** start EXERCISE DATA **

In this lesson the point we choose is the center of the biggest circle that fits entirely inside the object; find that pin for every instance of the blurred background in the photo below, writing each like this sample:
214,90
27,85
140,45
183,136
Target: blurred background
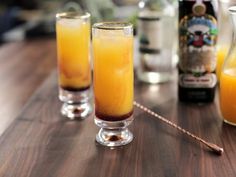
22,19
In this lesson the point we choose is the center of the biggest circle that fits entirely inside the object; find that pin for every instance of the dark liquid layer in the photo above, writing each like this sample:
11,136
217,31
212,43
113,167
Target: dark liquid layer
196,95
112,118
74,89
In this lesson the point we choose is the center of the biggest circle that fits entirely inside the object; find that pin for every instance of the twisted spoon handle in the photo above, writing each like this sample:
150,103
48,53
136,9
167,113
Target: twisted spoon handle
218,150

** end EXERCISE DATA **

» THE EXERCISE:
Copy the material exactly. Do not include the pictures.

» EXERCISE ANSWER:
In this lesson the point we choose is the center of the biggest circle that fits entirely inside the object; find that pin for every instance of the blurred background in the photo below, writing each like this sample:
214,90
27,85
140,45
183,136
Target: blurred background
22,19
In this lesson the point we choose is the center of the biggest circle that fits entirely inside the object; find that pin for every instance of the dark liquid layer in the photo above, writing each like this sample:
11,136
217,31
212,43
113,167
Target: dark liquid layer
196,95
112,118
74,89
In this lesson the point we choose is the center of the biggest circle that fits entirely inside the object; find that pin for every instance of the twisted spoon handle in the photo above, writing each like this sample:
150,103
48,53
136,9
167,113
Target: twisted spoon handle
218,150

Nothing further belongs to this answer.